Description of the task —
If an entry contains a picture, omit that picture and transcribe everything else exactly.

*** Opening Dataset content ***

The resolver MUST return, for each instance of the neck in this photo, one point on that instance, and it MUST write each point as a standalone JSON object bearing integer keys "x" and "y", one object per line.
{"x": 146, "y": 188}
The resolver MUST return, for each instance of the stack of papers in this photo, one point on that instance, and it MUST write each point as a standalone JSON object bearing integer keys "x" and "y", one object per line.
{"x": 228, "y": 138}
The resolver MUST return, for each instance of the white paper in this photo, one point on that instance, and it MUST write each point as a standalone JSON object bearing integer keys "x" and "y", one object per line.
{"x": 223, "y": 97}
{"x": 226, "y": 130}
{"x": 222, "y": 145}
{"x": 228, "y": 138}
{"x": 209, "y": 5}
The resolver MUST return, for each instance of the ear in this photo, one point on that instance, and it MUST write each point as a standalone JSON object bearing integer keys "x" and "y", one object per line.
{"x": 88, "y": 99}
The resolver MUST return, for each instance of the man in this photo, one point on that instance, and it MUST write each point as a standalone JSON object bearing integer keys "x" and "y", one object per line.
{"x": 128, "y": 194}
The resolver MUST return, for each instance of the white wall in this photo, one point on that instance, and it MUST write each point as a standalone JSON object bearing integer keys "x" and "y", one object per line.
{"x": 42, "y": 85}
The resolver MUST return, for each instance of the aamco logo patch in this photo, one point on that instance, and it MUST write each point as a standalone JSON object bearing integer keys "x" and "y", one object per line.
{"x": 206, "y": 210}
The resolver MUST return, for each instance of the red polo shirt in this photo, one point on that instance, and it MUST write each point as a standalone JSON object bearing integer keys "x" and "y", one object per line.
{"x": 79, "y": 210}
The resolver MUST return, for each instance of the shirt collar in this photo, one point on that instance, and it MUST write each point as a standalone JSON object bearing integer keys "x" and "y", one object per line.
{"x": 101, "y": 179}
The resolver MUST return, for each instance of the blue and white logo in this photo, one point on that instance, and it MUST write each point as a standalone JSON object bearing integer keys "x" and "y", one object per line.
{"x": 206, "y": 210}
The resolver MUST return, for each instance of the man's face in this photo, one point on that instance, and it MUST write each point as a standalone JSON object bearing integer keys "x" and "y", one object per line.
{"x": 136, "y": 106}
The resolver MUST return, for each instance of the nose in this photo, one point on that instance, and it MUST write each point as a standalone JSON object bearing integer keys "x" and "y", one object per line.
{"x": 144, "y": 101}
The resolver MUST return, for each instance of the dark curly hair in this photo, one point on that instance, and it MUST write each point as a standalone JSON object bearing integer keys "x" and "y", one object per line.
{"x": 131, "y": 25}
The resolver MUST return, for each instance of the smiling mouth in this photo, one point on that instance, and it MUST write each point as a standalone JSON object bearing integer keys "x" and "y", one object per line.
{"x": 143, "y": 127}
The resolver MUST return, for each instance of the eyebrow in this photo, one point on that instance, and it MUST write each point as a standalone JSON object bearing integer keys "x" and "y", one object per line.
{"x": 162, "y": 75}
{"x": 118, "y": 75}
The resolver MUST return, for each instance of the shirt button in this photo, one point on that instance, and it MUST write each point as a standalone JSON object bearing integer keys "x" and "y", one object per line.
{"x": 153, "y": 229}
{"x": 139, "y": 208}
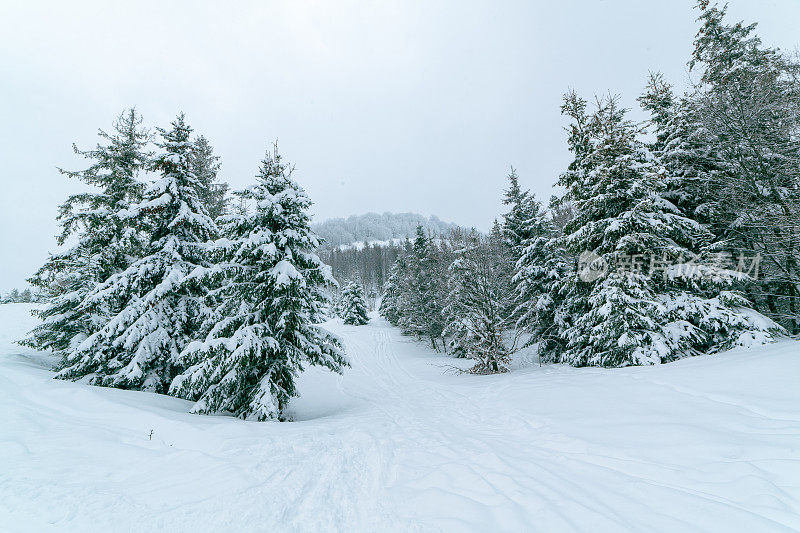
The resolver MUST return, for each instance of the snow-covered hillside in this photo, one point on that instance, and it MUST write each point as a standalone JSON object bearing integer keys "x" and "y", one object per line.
{"x": 398, "y": 443}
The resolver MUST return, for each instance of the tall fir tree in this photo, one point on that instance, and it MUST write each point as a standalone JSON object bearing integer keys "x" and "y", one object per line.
{"x": 268, "y": 289}
{"x": 354, "y": 307}
{"x": 478, "y": 310}
{"x": 748, "y": 102}
{"x": 152, "y": 313}
{"x": 205, "y": 166}
{"x": 627, "y": 313}
{"x": 105, "y": 242}
{"x": 523, "y": 208}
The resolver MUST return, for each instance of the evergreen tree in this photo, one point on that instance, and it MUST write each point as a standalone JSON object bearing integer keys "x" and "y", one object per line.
{"x": 152, "y": 315}
{"x": 106, "y": 241}
{"x": 205, "y": 165}
{"x": 627, "y": 313}
{"x": 538, "y": 267}
{"x": 354, "y": 308}
{"x": 523, "y": 208}
{"x": 392, "y": 305}
{"x": 478, "y": 312}
{"x": 425, "y": 290}
{"x": 268, "y": 289}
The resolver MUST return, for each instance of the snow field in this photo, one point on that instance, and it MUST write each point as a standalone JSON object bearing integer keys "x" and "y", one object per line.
{"x": 400, "y": 444}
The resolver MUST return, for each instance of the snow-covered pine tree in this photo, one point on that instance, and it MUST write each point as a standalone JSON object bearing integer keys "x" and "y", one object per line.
{"x": 152, "y": 315}
{"x": 269, "y": 288}
{"x": 354, "y": 307}
{"x": 478, "y": 313}
{"x": 541, "y": 263}
{"x": 104, "y": 241}
{"x": 523, "y": 208}
{"x": 627, "y": 314}
{"x": 205, "y": 166}
{"x": 748, "y": 102}
{"x": 684, "y": 147}
{"x": 391, "y": 305}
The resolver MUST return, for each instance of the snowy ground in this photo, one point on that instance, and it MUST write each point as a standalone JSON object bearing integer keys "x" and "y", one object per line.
{"x": 706, "y": 444}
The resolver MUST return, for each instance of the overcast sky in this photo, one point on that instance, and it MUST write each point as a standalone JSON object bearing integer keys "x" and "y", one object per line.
{"x": 383, "y": 106}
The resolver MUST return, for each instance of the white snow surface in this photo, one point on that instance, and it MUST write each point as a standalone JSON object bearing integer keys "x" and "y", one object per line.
{"x": 397, "y": 444}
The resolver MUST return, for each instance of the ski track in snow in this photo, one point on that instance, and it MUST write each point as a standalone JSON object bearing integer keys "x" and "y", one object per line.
{"x": 399, "y": 444}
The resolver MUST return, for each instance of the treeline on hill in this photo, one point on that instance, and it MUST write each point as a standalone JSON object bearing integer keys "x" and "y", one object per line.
{"x": 372, "y": 227}
{"x": 16, "y": 296}
{"x": 168, "y": 290}
{"x": 659, "y": 248}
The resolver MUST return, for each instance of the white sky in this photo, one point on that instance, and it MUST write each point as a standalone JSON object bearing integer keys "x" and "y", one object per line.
{"x": 383, "y": 106}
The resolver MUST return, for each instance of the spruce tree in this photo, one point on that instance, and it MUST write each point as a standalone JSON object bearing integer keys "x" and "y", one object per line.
{"x": 629, "y": 312}
{"x": 748, "y": 103}
{"x": 152, "y": 314}
{"x": 103, "y": 239}
{"x": 523, "y": 208}
{"x": 205, "y": 166}
{"x": 268, "y": 288}
{"x": 354, "y": 308}
{"x": 478, "y": 312}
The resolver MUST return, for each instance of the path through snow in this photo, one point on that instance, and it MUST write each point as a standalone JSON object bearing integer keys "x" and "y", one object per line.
{"x": 398, "y": 444}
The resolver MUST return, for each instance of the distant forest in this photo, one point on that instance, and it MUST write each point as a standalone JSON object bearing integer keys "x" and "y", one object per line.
{"x": 363, "y": 248}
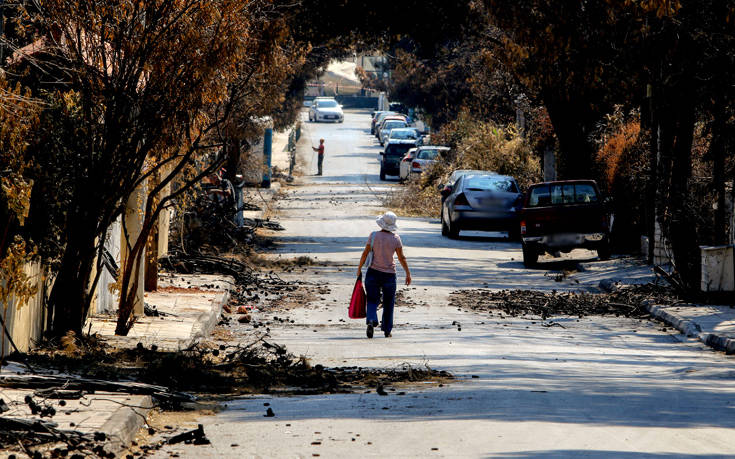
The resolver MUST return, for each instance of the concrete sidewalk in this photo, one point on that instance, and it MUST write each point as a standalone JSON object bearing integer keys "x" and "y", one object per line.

*** Closing Dataset content ***

Completed exercise —
The resolver MUST return, for each instance of the neck in this photo, one point on that instance, and it MUST write each point as a standalone JSON object bearing integer keys "x" and "y", one object per line.
{"x": 146, "y": 188}
The resolver MUST return, for each instance of the stack of papers in this photo, one point on that instance, and it MUST write each point as a standalone JSON object bearing integer keys "x" and "y", one object per line.
{"x": 228, "y": 138}
The resolver MUST return, for each instance of the white paper in this photo, one point on that instance, and it MUST write each point as a standalone JSON object bearing integer keys "x" and "y", one object per line.
{"x": 223, "y": 97}
{"x": 226, "y": 130}
{"x": 222, "y": 145}
{"x": 228, "y": 138}
{"x": 209, "y": 5}
The resolver MUST return, for each instance of the ear in this photo, one point on that instance, and it MUST write each point as a standalone JSON object bearing integer keys "x" and "y", one object per line.
{"x": 88, "y": 99}
The resolver MUST return, for each instance of the man in this photo, one point on that instance, and it MUST write each point as a standalone JSON object bearing integer keys "x" and "y", one object per line.
{"x": 128, "y": 194}
The resolver MUST return, for each instance of the white wall in this photo, one point on that instance, and it MUST write each point as a standalone JSON object bearing integer keys "x" and "y", one object per line.
{"x": 42, "y": 85}
The resolver MUST return, for each instance of the aamco logo patch in this photo, one point on that instance, and it MUST write each point as a standalone JSON object bearing integer keys "x" and "y", one object per line.
{"x": 206, "y": 210}
The resolver MUST return, for each instance of the red polo shirt in this photo, one point on that instance, and it MUST write each point as a standalone JSON object bearing integer keys "x" and "y", one object per line.
{"x": 79, "y": 210}
The resolver MUST return, for each instance of the shirt collar in this photo, one point on that instance, and it MUST write each point as a standalone JSON object bearing integer keys "x" and "y", one object per line.
{"x": 101, "y": 179}
The resolver MUST return, for each instance of the blue and white logo in this photo, one point on that instance, and it MUST write each point as a standalone JSON object bearing integer keys "x" and "y", one object per line.
{"x": 206, "y": 210}
The resolver MUST return, for each instance of the man's face in this photo, one point on that instance, and it MUST write each point as a standalone JSON object bearing integer keys "x" and "y", one object per line.
{"x": 136, "y": 106}
The resolver MUST return, for each instance of the nose in this photo, one point on that instance, and it MUST write each point as a standalone JSON object bearing integer keys "x" and "y", one object per line.
{"x": 144, "y": 101}
The resolver MUST return, for each instance of the dark curly hair in this photo, one point on that instance, and it MUST write each point as a standalone JSON object bearing integer keys "x" and "y", one object per line.
{"x": 131, "y": 25}
The resolver MUST return, for each instance of the smiling mouth in this photo, one point on that instance, and it MUST write each point as a standalone JSON object bearing integer keys "x" and "y", one object per line.
{"x": 143, "y": 127}
The resolver MUST return, for each instance of the eyebrow in this photo, one point on that instance, and it MUST write each point as a standalone JSON object bearing integer keys "x" and "y", one object per line.
{"x": 162, "y": 75}
{"x": 118, "y": 75}
The resolver MUST return, for each instance of the shirt button in this photo, one point on that instance, and it MUST write each point as a standalone JSON object bearing integer keys "x" and "y", one object per line.
{"x": 153, "y": 229}
{"x": 139, "y": 208}
The resolver MUST return, for each instance of the snow-covered hillside in this photo, one point on that instance, and it MUST write each point as a standalone JSON object bearing integer keys "x" and "y", one object per line.
{"x": 398, "y": 443}
The resolver MUST return, for each instance of the tall fir tree in this photo, one point on that instance, and it MUST write each point as a standalone JSON object bearing integer keys "x" and "y", one object per line.
{"x": 268, "y": 289}
{"x": 354, "y": 307}
{"x": 478, "y": 310}
{"x": 748, "y": 102}
{"x": 152, "y": 313}
{"x": 205, "y": 166}
{"x": 627, "y": 313}
{"x": 105, "y": 242}
{"x": 523, "y": 208}
The resolver MUST return, for each instance of the evergreen tree in this photo, one point on that instance, and it MUST write each point as a standalone JSON object bearing integer keys "x" and "y", one object per line.
{"x": 152, "y": 315}
{"x": 106, "y": 241}
{"x": 205, "y": 165}
{"x": 627, "y": 313}
{"x": 538, "y": 267}
{"x": 354, "y": 308}
{"x": 523, "y": 208}
{"x": 392, "y": 305}
{"x": 478, "y": 312}
{"x": 425, "y": 290}
{"x": 268, "y": 289}
The resolver MUST return, for each instance of the snow field in this photo, one point on that instance, and it MUST write each point as a standalone JSON object bearing integer keys "x" and "y", one object per line.
{"x": 400, "y": 444}
The resolver MUST return, for each instance of the snow-covered pine tree in this photo, one point on that instance, and it MUST write each point as a standalone JSON object bearing integer keys "x" and "y", one object per line.
{"x": 152, "y": 315}
{"x": 269, "y": 288}
{"x": 354, "y": 307}
{"x": 478, "y": 313}
{"x": 541, "y": 263}
{"x": 104, "y": 241}
{"x": 523, "y": 208}
{"x": 627, "y": 314}
{"x": 205, "y": 166}
{"x": 748, "y": 102}
{"x": 684, "y": 147}
{"x": 391, "y": 305}
The resolver MUST return, for each instance of the snowy ground in this photo, one point on that instance, and it MUST write each point as a standalone JSON object bearing integer keys "x" and "y", one object per line.
{"x": 706, "y": 444}
The resolver MUST return, for each instance of the overcast sky in this photo, one point on that instance, and it MUST write each point as a standalone JSON object bearing integer keys "x" and "y", one object per line.
{"x": 383, "y": 106}
The resolver MUST return, for each instance of the white snow surface in this photo, one point on that instance, and it MUST write each point as a standalone JSON object bearing integer keys "x" and "y", one object per line.
{"x": 397, "y": 444}
The resolver MUST return, for each instance of the ski track in snow in this photo, one point on that instance, and it MUST write each point as a standalone JSON object bearing integer keys "x" and "y", one object per line.
{"x": 399, "y": 444}
The resolver MUST return, for each instance of the treeline on hill in this photo, one point on that instance, and it MUST write each point as a standalone JSON object bearing integer keys "x" and "y", one object per line.
{"x": 372, "y": 227}
{"x": 16, "y": 296}
{"x": 168, "y": 290}
{"x": 659, "y": 248}
The resolver MUST return, for each instance of the white sky in this photo, one point on that instance, and it MUST write each point as a standalone JSON object bearing integer keys "x" and "y", one object per line.
{"x": 383, "y": 106}
The resolver MUST return, for each instance of the spruce tree in this photo, one point on that instance, and it MUST write each point as a standalone JSON object bearing integer keys "x" and "y", one object per line.
{"x": 629, "y": 312}
{"x": 748, "y": 103}
{"x": 152, "y": 314}
{"x": 103, "y": 239}
{"x": 523, "y": 208}
{"x": 205, "y": 166}
{"x": 268, "y": 288}
{"x": 354, "y": 308}
{"x": 478, "y": 312}
The resolver MUST return, for each instance of the path through snow in this photo, one point on that instance, and it MUST write each point as a standalone JSON object bearing integer keys "x" and "y", one object per line.
{"x": 398, "y": 444}
The resolver MUST return, for each instance of the distant forest in this photo, one point on that instance, and it MUST write each point as a standalone JSON object bearing integer keys "x" and "y", one object per line.
{"x": 363, "y": 248}
The resolver MUST return, for each instance of the concrete sidewalk in this photo, one point on that instance, and it MUST write each point as a standalone JSON object bearing integer keys "x" and "y", one object per line.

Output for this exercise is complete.